(Extrait retenu):
Terreur dans l'Hexagone, Genèse du djihad français,
de Gilles Kepel, avec Antoine Jardin, Gallimard.
Comme il est difficile d'échapper aux tendances ! Ces temps-ci, en kiosque comme en librairie, fleurissent les nouvelles recettes du bien-être, les pâles copies de Cinquante nuances de Grey, et les analyses du terrorisme moderne. Pour l'heure, ne soignons ni notre psyché ni notre libido et optons pour la troisième catégorie. Tant qu'à faire, choisissons l'ouvrage dont la couverture est la plus anxiogène. Les grosses lettres bleues, blanches et rouges de Terreur dans l'Hexagone font mouche. Plus fidèle au contenu que la punchline du marketing, le sous-titre précise : Genèse du djihad français. Gilles Kepel, épaulé ici par Antoine Jardin, n'en est pas à son premier essai sur ce thème ; le politologue est un spécialiste du monde arabe et de l'islamisme, ce qui rassure sur le recul nécessaire quant à l'analyse d'un sujet si brûlant.
Le contexte de la radicalisation
La chronologie des événements marquants advenus sur le sol français fournit un chapitrage idéal. 1983 : la Marche des Beurs. 1995 : Khaled Kelkal. 2005 : les émeutes. 2015 : les attentats.
Au début du vingt-et-unième siècle, tandis qu'en France grandit la troisième génération issue de l'immigration, émerge ailleurs la troisième génération de djihadistes, paroxysme de l'épanouissement des mouvements islamistes. Le salafisme se révèle dans une Europe déchristianisée découvrant Daesh à ses dépens. Le monde entier connaîtra sa funeste efficacité, même si le fonctionnement de l'Etat Islamique trahit un certain manque d'organisation comparé à son prédécesseur, Al-Quaïda. Les illustrations terroristes de ce djihadisme et de son "investissement à bas coût" sont désormais légions (Boston, Tunis, Londres, Madrid, Jakarta, Bamako, Paris, ...).

Enregistrements de coordonnées annotés

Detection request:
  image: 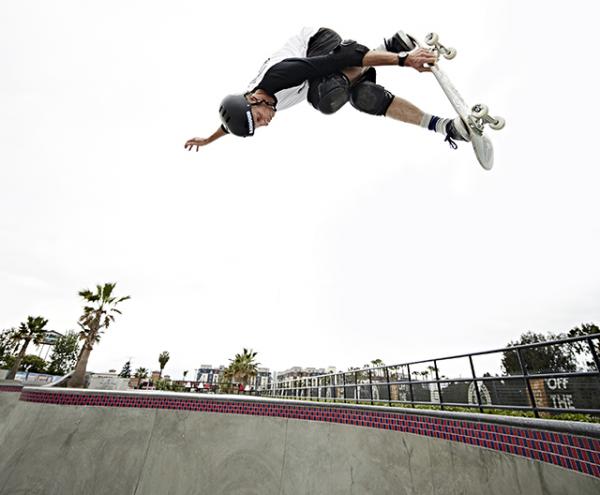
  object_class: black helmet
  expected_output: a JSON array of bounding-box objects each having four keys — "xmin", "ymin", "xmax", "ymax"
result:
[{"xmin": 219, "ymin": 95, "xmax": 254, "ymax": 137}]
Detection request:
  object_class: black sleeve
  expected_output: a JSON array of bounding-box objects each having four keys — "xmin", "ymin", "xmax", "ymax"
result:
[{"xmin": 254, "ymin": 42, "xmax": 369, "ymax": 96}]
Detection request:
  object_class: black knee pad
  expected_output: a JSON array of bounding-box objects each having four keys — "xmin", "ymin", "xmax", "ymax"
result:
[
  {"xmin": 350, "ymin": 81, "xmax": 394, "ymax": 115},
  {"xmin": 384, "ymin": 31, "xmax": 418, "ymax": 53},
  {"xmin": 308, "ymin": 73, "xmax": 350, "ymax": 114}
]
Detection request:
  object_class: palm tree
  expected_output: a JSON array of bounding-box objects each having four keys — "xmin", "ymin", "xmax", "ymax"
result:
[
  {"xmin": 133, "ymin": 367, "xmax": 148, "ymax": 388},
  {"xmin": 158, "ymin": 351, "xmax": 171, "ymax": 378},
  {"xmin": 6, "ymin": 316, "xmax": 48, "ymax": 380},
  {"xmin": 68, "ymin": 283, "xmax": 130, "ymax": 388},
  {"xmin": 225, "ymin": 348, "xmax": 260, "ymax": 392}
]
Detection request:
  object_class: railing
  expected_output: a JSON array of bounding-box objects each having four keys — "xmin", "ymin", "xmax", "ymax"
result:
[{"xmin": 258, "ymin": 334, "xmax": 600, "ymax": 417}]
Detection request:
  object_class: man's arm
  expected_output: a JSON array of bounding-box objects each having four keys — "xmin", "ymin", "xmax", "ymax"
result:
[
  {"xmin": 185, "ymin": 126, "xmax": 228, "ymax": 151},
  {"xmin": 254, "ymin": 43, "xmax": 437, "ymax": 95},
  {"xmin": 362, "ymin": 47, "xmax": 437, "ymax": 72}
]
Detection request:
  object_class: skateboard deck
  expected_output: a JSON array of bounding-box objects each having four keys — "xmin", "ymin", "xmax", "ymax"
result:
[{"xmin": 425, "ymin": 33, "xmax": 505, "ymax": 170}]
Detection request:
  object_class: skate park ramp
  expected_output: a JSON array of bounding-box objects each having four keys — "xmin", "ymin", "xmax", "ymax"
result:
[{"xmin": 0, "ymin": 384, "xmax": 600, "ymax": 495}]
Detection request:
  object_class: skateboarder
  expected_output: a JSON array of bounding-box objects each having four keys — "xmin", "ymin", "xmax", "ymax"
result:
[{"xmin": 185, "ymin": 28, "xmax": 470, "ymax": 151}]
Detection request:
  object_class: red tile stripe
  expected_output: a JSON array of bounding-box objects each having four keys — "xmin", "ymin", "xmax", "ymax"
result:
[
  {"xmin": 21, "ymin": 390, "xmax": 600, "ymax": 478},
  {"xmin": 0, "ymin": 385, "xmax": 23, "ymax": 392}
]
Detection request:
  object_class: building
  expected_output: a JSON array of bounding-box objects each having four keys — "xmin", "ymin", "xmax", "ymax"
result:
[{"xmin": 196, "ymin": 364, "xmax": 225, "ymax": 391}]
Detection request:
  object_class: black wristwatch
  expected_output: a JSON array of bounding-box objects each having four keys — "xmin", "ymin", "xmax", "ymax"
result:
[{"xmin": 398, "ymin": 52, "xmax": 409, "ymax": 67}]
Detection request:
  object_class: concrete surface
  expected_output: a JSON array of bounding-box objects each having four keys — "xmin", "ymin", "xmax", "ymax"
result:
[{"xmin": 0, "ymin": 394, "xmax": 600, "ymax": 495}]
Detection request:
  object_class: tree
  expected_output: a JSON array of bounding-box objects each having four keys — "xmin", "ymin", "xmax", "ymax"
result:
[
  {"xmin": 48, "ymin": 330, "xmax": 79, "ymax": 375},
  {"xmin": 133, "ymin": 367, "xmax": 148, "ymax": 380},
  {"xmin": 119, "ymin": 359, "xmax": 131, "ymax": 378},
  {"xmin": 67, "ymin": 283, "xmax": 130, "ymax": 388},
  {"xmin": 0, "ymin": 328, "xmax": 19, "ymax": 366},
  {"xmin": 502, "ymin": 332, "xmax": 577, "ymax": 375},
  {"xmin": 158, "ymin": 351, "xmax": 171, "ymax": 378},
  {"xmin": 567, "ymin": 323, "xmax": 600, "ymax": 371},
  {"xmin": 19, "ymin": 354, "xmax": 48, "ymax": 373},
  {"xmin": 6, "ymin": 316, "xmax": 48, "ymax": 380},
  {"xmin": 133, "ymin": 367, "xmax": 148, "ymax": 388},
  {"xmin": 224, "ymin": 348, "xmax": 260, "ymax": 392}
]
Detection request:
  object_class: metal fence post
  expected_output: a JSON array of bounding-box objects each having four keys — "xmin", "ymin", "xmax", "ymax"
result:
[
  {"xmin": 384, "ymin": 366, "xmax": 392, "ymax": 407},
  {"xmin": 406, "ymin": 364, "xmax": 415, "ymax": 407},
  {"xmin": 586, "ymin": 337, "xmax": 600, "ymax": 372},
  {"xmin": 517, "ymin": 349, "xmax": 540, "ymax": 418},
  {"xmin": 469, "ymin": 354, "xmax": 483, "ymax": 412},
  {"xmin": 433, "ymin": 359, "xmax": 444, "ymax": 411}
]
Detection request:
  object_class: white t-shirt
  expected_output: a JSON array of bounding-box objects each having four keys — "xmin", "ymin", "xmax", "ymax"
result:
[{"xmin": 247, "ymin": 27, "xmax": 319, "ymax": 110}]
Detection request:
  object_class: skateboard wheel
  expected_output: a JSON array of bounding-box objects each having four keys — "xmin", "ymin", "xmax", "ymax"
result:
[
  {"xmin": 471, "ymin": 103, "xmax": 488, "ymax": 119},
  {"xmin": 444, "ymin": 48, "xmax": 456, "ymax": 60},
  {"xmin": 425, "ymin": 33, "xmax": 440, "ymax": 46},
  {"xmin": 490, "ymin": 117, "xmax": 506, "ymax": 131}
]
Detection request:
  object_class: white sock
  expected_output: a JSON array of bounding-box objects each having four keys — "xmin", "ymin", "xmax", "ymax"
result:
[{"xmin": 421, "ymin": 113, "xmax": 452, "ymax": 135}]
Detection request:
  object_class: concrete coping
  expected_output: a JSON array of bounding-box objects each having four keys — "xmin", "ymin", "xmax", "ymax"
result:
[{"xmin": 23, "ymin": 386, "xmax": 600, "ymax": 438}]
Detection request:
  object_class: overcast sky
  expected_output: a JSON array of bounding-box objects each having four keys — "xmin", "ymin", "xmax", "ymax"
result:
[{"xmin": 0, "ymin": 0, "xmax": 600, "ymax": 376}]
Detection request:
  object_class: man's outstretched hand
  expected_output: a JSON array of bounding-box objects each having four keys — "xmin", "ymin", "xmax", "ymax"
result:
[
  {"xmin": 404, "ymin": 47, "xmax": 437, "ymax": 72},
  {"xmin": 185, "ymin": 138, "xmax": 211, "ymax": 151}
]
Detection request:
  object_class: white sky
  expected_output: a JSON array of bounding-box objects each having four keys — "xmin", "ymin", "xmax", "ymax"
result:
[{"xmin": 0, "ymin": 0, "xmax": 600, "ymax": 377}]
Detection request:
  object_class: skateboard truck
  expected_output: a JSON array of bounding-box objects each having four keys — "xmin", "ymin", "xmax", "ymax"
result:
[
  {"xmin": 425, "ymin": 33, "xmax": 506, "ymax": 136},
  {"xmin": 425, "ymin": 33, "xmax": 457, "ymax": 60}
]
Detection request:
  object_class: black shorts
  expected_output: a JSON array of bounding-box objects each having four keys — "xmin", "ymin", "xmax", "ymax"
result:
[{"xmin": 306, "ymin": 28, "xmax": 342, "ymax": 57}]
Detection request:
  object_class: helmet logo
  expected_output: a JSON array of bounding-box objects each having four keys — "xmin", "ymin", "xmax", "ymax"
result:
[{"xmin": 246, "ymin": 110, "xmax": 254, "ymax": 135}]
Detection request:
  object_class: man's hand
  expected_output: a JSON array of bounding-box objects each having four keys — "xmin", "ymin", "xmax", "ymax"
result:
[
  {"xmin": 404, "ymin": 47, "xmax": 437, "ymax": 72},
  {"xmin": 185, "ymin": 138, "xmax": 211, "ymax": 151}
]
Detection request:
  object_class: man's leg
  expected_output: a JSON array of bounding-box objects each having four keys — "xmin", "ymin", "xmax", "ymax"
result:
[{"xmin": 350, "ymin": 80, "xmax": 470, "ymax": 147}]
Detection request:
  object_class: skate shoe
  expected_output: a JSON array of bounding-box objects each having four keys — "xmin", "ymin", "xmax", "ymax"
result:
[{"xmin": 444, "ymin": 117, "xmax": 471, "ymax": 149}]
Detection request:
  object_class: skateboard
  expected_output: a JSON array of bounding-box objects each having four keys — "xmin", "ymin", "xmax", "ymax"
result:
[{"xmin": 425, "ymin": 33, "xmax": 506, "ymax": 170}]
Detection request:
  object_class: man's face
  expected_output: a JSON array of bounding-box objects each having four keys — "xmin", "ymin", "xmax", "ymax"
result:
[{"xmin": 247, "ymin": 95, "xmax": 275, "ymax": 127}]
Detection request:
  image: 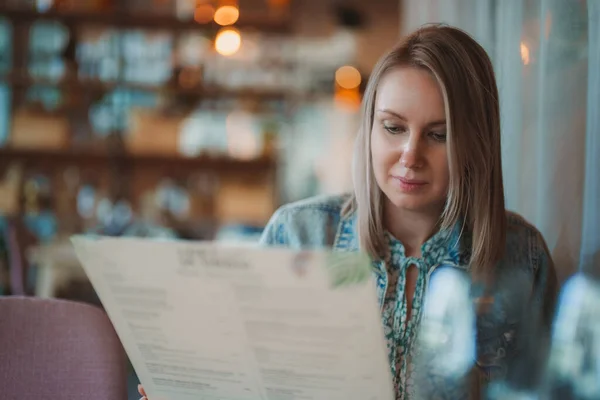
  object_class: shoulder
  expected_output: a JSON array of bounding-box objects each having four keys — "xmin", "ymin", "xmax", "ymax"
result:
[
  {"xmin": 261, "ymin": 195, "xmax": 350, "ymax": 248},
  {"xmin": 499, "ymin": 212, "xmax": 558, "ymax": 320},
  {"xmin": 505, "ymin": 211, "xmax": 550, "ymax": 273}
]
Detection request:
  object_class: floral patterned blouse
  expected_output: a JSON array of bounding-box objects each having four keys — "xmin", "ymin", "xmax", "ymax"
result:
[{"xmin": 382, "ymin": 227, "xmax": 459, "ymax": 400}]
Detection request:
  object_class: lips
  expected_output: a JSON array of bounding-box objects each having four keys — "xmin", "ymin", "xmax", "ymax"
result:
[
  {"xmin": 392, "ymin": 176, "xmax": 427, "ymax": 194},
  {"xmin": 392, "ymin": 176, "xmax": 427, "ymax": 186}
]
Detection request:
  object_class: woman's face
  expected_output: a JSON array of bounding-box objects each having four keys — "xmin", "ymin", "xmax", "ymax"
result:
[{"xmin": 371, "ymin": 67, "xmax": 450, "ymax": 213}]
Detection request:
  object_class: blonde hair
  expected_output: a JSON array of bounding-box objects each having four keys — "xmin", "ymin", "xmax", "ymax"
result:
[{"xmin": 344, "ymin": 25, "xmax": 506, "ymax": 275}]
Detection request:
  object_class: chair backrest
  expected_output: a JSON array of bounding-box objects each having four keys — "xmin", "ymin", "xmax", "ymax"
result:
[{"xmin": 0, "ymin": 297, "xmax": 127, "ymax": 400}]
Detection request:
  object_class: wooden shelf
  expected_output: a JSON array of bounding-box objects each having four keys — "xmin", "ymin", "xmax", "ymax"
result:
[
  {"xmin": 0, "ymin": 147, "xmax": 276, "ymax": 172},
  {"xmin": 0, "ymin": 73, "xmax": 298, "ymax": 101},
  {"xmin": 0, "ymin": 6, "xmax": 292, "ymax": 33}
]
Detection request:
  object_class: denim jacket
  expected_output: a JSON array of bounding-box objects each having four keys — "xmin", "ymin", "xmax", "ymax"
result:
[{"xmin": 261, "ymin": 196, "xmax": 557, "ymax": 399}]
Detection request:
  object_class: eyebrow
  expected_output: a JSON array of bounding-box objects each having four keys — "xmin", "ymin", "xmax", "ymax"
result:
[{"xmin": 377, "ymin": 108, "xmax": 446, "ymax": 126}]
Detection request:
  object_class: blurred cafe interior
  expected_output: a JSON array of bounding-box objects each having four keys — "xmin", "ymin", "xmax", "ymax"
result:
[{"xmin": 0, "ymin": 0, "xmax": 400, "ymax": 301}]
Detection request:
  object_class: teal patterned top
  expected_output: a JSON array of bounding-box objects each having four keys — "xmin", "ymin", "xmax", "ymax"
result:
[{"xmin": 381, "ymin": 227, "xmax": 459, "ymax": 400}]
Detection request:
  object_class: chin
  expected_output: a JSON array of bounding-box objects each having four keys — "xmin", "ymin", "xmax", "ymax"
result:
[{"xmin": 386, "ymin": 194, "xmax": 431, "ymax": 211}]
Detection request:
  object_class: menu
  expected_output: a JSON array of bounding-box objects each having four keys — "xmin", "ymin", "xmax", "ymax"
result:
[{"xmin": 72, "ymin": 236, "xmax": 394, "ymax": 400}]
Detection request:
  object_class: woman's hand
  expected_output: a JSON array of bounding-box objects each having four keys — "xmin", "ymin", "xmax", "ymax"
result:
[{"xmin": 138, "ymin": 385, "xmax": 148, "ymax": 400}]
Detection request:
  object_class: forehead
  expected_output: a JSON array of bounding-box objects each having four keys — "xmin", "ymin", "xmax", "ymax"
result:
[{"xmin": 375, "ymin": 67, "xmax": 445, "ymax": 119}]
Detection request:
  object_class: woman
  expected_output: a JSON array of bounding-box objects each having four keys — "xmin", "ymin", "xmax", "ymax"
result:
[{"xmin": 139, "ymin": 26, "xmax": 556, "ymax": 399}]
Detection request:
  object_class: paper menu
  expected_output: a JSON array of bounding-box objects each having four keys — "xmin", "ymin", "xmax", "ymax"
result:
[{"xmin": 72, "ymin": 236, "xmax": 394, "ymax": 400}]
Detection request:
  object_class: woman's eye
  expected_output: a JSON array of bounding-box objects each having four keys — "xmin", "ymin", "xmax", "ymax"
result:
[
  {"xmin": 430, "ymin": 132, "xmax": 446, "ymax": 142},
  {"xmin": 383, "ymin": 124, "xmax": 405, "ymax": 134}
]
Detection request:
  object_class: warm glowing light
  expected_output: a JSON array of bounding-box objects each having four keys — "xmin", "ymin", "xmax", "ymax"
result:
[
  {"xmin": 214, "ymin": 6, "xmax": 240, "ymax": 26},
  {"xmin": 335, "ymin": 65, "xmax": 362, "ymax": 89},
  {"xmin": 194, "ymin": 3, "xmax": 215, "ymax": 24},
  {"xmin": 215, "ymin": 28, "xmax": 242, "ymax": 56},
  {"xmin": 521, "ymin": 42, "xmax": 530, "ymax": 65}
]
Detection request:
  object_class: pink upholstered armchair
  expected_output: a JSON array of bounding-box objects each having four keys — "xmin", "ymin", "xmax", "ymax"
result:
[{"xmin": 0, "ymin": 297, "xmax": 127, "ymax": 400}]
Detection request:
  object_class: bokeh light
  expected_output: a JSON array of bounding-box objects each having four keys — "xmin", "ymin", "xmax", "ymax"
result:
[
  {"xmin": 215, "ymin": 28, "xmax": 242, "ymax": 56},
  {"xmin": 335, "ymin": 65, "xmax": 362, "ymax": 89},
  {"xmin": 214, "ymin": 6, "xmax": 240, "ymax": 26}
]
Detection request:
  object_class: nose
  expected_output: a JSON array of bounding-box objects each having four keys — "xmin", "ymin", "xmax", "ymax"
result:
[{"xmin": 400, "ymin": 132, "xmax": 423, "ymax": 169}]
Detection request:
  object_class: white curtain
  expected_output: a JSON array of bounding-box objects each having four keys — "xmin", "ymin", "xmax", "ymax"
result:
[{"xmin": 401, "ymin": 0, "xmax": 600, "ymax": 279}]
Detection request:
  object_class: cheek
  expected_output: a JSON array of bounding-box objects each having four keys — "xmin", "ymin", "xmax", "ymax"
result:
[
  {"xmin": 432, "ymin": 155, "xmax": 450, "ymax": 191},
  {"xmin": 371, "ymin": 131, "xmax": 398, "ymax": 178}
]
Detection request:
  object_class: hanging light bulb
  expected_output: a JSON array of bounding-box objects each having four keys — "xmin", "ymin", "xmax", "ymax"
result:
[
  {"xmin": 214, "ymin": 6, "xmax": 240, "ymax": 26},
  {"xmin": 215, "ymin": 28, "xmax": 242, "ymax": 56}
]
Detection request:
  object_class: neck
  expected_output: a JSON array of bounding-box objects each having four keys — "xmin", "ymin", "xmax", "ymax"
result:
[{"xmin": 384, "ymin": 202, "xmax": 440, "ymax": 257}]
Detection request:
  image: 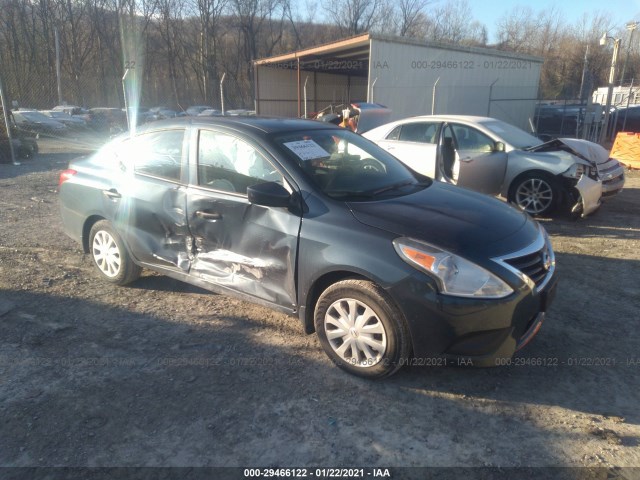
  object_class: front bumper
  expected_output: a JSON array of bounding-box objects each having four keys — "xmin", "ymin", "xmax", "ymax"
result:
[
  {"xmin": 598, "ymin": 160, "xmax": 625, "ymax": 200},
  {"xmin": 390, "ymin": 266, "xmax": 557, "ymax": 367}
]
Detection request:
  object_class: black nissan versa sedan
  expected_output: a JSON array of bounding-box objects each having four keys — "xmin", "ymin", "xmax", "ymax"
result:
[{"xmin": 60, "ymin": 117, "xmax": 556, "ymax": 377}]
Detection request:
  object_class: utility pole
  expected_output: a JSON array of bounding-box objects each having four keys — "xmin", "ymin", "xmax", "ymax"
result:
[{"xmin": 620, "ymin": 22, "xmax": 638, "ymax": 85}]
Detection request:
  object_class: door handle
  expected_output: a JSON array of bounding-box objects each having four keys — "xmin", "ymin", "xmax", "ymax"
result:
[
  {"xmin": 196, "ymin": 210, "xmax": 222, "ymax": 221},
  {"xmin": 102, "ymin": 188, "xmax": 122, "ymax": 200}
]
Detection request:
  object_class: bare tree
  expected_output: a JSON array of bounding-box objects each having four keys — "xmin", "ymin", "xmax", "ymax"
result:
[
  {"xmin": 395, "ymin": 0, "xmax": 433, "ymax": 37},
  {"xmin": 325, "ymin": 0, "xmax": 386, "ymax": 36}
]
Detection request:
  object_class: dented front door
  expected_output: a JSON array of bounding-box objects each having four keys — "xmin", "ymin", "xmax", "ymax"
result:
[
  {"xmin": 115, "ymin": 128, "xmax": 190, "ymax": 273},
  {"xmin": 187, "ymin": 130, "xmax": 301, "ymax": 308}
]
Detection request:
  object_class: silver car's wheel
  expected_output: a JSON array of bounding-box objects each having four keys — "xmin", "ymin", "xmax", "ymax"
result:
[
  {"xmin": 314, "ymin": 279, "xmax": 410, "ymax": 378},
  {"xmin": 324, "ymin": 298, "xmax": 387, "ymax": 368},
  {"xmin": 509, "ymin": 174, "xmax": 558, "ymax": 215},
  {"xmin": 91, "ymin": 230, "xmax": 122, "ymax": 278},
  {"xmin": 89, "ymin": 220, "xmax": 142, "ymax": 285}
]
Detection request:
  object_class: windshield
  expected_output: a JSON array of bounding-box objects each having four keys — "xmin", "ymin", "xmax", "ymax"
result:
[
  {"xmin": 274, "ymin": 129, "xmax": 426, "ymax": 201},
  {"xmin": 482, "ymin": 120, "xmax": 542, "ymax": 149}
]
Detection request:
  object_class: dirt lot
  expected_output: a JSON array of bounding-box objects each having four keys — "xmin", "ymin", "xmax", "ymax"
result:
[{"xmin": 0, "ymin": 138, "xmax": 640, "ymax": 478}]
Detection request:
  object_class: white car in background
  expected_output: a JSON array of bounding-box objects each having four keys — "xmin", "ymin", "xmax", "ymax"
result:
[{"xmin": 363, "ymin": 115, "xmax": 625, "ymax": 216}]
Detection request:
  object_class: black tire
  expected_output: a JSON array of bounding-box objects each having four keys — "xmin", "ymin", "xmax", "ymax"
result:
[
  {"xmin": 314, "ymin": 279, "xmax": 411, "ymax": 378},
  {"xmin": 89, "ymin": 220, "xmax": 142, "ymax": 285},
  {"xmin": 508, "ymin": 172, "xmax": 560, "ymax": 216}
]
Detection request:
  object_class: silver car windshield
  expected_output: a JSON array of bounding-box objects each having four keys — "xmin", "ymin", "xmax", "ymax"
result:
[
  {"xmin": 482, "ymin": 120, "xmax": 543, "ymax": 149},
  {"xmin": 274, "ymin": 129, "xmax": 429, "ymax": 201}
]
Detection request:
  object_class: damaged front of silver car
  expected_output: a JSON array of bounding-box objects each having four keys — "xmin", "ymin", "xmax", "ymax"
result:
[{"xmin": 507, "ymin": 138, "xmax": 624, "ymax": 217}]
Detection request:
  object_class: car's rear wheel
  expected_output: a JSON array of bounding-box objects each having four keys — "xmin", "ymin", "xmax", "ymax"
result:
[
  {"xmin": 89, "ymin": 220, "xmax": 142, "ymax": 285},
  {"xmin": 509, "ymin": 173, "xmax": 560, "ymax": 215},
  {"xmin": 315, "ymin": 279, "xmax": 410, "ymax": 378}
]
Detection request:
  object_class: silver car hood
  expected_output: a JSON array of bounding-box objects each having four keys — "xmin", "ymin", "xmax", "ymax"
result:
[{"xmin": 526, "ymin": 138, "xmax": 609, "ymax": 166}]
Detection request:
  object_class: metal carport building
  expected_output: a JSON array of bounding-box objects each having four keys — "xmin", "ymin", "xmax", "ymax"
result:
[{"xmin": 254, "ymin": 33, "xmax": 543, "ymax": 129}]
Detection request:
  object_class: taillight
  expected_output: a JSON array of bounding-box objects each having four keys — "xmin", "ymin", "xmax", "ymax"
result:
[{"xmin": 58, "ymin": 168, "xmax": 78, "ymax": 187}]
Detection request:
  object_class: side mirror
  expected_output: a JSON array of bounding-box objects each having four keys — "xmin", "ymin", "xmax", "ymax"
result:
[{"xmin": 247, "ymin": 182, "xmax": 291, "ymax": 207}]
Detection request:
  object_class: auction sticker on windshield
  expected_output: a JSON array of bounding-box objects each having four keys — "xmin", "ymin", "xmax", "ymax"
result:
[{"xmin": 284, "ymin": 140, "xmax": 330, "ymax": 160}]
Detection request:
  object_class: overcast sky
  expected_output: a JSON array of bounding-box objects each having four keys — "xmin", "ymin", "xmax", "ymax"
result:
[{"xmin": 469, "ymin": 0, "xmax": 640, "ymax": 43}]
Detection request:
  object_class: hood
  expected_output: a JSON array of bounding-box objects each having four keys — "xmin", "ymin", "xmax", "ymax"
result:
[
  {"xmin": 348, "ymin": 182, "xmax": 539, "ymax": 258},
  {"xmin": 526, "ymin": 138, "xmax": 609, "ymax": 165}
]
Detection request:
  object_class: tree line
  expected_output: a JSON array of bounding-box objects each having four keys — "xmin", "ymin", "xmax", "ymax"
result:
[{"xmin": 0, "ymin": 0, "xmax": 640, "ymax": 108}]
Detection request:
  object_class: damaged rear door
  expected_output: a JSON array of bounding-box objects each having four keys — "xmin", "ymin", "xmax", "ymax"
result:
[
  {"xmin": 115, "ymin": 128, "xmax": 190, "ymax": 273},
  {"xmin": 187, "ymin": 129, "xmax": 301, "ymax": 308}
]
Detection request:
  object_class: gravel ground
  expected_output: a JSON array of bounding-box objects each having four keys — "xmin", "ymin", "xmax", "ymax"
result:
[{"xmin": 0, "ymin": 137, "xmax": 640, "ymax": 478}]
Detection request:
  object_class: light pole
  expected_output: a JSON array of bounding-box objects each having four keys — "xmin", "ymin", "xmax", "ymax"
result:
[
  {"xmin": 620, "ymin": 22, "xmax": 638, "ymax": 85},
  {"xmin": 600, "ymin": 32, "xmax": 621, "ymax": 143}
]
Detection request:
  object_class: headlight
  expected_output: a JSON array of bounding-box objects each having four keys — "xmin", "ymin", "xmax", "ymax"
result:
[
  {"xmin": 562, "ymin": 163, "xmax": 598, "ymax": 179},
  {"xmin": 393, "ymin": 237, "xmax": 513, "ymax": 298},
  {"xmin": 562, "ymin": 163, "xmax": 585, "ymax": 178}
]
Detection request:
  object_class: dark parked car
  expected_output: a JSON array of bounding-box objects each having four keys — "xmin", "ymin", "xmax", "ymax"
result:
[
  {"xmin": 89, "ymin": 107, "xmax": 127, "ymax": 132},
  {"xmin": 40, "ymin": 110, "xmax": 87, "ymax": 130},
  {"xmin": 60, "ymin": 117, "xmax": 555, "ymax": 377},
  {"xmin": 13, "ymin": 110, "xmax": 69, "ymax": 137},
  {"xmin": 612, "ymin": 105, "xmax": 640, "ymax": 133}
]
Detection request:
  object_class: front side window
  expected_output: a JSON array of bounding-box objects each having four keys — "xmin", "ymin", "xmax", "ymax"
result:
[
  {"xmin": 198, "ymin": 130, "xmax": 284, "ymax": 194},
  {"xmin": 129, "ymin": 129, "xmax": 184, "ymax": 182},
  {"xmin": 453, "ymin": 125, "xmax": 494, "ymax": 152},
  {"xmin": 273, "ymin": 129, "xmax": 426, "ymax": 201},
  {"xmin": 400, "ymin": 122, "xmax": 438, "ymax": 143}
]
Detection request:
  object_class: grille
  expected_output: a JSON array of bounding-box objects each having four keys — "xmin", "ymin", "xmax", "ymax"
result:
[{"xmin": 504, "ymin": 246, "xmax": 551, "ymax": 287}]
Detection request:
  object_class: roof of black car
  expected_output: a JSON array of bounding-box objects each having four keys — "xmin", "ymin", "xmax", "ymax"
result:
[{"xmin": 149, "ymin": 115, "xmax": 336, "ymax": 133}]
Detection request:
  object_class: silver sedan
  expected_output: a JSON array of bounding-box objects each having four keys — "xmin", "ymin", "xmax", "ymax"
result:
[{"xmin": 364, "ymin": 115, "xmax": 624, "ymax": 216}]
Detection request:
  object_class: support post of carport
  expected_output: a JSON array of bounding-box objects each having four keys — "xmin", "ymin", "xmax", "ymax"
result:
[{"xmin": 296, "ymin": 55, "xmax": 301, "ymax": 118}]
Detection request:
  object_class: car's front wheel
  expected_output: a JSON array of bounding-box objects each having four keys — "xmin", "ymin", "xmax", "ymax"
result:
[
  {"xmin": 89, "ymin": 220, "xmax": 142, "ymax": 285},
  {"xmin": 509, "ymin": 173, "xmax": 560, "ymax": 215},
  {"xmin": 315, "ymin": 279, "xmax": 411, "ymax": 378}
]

(Objectif de l'exercice):
Répondez, s'il vous plaît, à ces questions d'après la critique :
(a) Quel sous-titre porte l'ouvrage ?
(b) Quel nom la chronologie associe-t-elle à l'année 1995 ?
(c) À quel prédécesseur le fonctionnement de l'État islamique est-il comparé ?

(Réponse):
(a) Genèse du djihad français
(b) Khaled Kelkal
(c) Al-Quaïda